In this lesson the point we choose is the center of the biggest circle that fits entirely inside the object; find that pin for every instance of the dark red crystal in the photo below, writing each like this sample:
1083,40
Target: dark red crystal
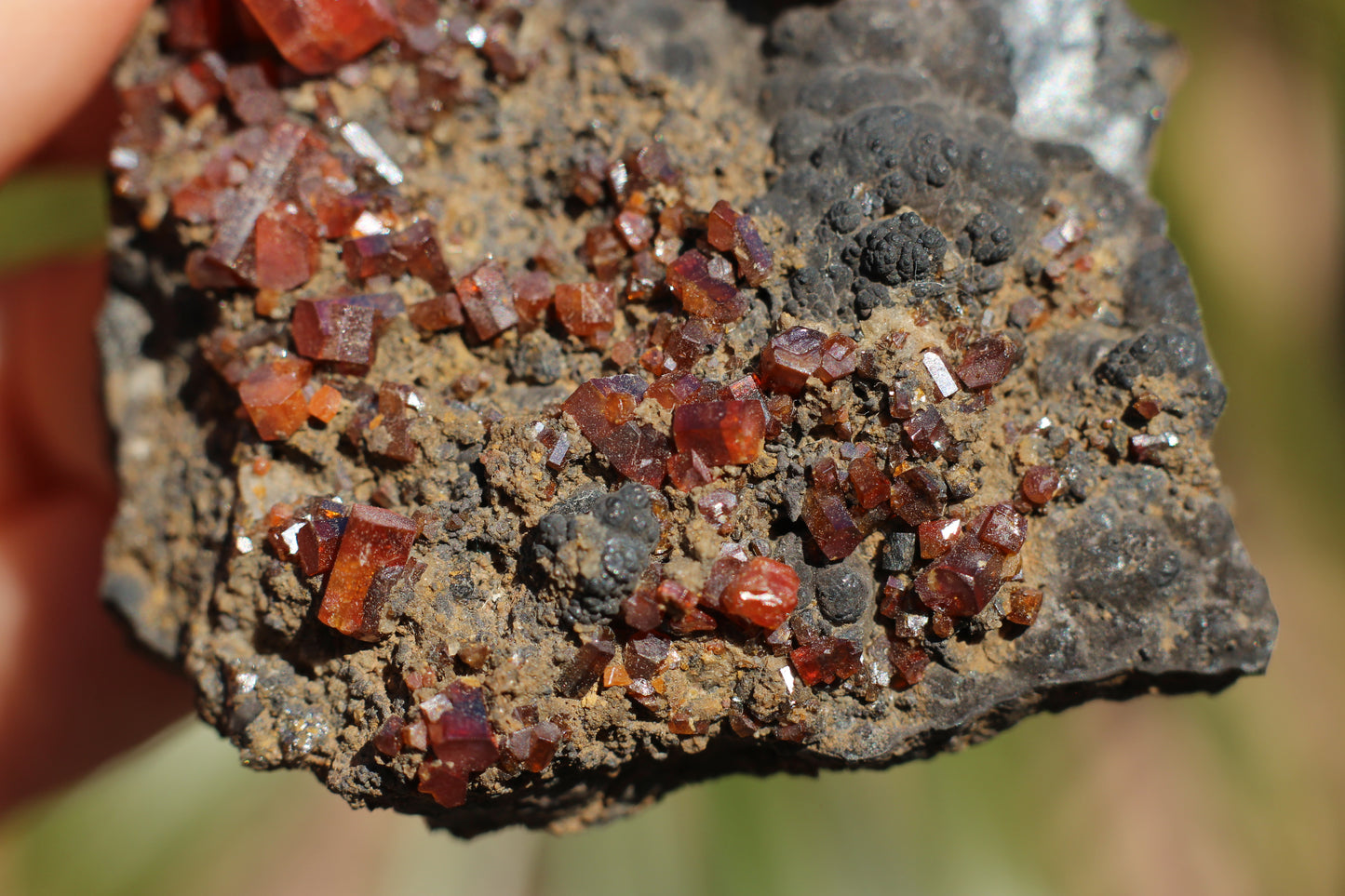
830,524
374,539
586,308
919,495
701,293
274,397
1024,606
789,358
722,432
334,329
1040,485
586,667
317,36
826,660
487,301
988,361
459,728
764,594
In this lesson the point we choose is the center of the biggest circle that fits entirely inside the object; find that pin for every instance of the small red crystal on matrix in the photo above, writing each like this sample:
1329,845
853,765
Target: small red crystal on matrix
459,728
326,404
274,395
317,36
1040,485
826,660
447,786
334,329
232,255
703,293
441,313
722,432
638,451
287,247
788,359
374,539
988,361
830,524
764,594
586,667
487,301
319,536
586,308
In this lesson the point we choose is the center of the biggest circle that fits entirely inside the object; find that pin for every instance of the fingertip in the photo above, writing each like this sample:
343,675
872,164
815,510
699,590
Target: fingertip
53,54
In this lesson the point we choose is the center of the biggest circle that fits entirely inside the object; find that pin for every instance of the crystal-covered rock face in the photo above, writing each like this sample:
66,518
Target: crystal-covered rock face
537,473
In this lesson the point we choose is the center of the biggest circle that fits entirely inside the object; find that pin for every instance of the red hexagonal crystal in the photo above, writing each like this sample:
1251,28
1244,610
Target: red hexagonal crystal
459,728
586,308
872,488
755,260
988,361
437,779
789,358
963,582
830,524
637,449
826,660
764,594
232,255
374,539
908,663
722,432
919,495
440,313
703,293
274,395
1022,606
334,329
319,536
317,36
1040,485
287,247
487,301
1005,528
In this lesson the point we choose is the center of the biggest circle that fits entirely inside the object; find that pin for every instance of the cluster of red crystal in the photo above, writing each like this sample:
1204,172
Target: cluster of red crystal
843,506
970,568
375,545
604,412
825,660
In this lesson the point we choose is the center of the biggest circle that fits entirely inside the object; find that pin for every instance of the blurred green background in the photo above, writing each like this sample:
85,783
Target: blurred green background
1243,793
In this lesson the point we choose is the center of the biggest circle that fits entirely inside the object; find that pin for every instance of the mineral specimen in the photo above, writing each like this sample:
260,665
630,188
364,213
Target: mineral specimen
719,454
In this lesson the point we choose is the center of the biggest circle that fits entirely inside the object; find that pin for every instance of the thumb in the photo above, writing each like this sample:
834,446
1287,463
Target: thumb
53,54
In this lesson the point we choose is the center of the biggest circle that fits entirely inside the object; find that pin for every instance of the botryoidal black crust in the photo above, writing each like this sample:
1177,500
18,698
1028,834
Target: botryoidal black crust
592,560
894,193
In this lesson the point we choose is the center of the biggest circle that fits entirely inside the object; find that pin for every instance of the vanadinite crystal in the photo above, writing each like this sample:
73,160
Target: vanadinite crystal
722,432
374,540
637,449
334,329
789,358
274,395
764,592
586,308
487,301
320,35
459,729
703,293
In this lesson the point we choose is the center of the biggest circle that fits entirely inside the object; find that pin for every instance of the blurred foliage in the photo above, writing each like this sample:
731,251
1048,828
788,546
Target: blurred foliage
1243,793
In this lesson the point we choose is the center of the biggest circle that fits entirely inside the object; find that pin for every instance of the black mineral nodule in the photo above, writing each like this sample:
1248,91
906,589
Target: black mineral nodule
900,249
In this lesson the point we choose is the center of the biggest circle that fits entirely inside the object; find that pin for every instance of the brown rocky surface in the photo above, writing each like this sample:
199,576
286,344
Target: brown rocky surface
1008,361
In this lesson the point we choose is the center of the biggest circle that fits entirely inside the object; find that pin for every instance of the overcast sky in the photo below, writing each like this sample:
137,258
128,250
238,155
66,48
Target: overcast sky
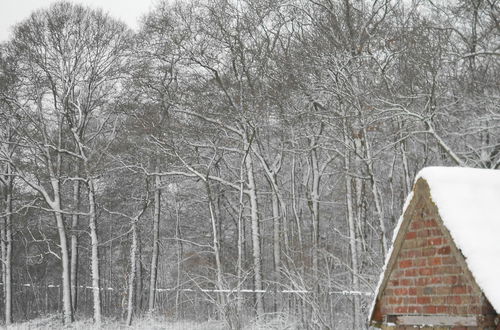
14,11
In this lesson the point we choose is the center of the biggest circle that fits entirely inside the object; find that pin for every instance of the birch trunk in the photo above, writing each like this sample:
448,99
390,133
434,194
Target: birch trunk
131,280
240,245
156,234
138,294
66,276
376,195
276,249
352,234
315,212
216,248
7,248
74,245
94,241
255,235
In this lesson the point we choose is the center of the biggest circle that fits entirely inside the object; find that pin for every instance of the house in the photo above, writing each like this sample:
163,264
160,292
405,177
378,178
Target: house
443,269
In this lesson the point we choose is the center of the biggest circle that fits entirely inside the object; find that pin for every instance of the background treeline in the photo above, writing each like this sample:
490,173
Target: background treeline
233,159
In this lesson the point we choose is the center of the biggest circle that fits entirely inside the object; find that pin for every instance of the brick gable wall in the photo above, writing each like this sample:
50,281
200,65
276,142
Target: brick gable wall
427,277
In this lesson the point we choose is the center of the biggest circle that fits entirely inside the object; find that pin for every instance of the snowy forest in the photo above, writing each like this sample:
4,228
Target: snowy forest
243,161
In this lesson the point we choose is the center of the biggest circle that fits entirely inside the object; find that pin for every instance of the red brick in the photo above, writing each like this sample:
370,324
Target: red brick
411,272
401,291
430,223
413,253
435,261
444,250
401,310
435,232
411,235
430,309
459,289
435,241
406,281
449,260
450,279
415,309
424,233
405,263
425,271
416,224
423,300
442,309
395,300
428,252
454,300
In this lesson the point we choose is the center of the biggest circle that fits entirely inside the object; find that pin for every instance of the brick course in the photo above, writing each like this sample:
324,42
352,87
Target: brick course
427,278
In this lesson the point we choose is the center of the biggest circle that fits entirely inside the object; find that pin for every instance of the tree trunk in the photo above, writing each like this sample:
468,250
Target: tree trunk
255,236
216,248
315,213
138,294
94,241
74,245
131,279
7,248
276,249
156,234
352,234
66,276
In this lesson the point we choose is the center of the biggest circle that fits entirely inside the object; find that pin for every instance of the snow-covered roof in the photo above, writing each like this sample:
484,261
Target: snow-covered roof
468,202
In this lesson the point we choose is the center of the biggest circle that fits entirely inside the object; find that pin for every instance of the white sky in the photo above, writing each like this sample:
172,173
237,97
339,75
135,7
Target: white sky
14,11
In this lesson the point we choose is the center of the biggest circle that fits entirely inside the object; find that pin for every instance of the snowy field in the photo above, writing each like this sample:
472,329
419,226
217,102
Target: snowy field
54,322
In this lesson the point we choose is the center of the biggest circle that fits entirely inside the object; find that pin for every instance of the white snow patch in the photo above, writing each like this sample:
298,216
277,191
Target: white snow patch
468,201
389,253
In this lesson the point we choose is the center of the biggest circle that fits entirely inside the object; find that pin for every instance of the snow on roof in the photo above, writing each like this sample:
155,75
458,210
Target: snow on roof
468,201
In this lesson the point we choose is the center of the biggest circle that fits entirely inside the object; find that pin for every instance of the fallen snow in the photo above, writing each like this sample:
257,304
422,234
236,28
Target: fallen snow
388,255
468,201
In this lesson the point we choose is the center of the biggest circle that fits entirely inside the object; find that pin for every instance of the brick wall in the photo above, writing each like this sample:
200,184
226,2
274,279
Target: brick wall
427,278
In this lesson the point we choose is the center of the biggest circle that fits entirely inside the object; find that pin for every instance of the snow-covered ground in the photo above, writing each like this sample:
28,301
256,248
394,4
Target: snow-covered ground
54,323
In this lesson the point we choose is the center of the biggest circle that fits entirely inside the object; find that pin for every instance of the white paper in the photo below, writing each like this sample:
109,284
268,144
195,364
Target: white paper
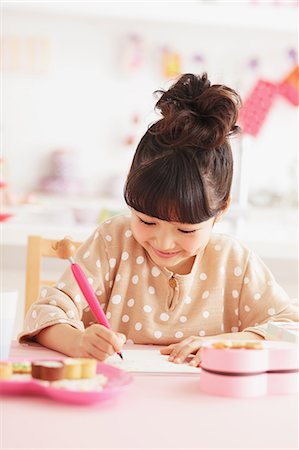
149,361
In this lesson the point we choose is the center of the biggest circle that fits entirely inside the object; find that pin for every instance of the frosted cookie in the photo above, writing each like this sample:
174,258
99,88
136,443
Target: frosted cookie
249,345
5,370
47,370
96,383
21,367
72,368
88,367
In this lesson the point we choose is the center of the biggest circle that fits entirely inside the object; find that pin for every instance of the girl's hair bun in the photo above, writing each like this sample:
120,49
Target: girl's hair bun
196,113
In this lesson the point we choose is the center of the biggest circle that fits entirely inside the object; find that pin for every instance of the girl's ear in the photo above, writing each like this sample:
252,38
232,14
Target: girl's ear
224,209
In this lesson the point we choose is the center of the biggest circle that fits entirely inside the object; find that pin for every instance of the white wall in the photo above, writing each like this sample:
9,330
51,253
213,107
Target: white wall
85,100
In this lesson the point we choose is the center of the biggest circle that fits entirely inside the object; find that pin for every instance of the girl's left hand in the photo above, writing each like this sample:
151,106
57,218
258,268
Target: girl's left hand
180,353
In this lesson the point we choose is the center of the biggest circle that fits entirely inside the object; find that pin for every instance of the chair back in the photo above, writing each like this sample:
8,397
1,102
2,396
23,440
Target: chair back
37,249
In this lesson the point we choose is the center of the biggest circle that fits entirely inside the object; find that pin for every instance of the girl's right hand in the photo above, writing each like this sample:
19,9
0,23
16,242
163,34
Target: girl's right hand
99,342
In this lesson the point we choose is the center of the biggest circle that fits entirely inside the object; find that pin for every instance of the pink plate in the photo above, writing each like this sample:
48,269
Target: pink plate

## CONSIGNE
Reportez dans un tableau Markdown à deux colonnes, « N° » et « Ligne », les lignes de la liste allant de celle qui contient « of the brown » jusqu'à celle qui contient « Target: brown rocky surface » incluse, sans les lignes vides.

## CORRIGÉ
| N° | Ligne |
|---|---|
| 1 | In this lesson the point we choose is the center of the biggest circle that fits entirely inside the object; find that pin for every instance of the brown rocky surface in the photo above, writing each like this sample: |
| 2 | 199,576 |
| 3 | 286,344 |
| 4 | Target: brown rocky surface |